-------- DATASET EXCERPTS

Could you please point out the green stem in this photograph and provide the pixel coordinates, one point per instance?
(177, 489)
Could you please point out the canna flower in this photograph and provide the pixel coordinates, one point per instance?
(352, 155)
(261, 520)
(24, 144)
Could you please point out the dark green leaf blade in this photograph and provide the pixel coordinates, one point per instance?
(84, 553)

----------------
-------- DATASET EXCERPTS

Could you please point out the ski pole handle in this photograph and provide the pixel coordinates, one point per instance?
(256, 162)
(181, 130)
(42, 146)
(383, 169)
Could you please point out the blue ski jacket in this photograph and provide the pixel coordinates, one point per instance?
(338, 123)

----------------

* **WHAT YOU SHOULD DO**: Pull out each line of the records above that contains the string "pixel", and copy it. Only matches with the same case count.

* **RESULT OF THE TASK**:
Could you please point out the green stem in this photograph and provide the pixel coordinates, one point per instance?
Could you please point out the canna flower in this photograph and provide the pixel coordinates, one point per instance?
Could you please point out the dark green leaf blade in this photograph and provide the pixel coordinates, one point per instance?
Could you please point out the ski pole handle in this photograph and provide the pixel coordinates, one point per instance?
Could you please point out the blue ski jacket in this photograph and provide the pixel coordinates, one point per instance?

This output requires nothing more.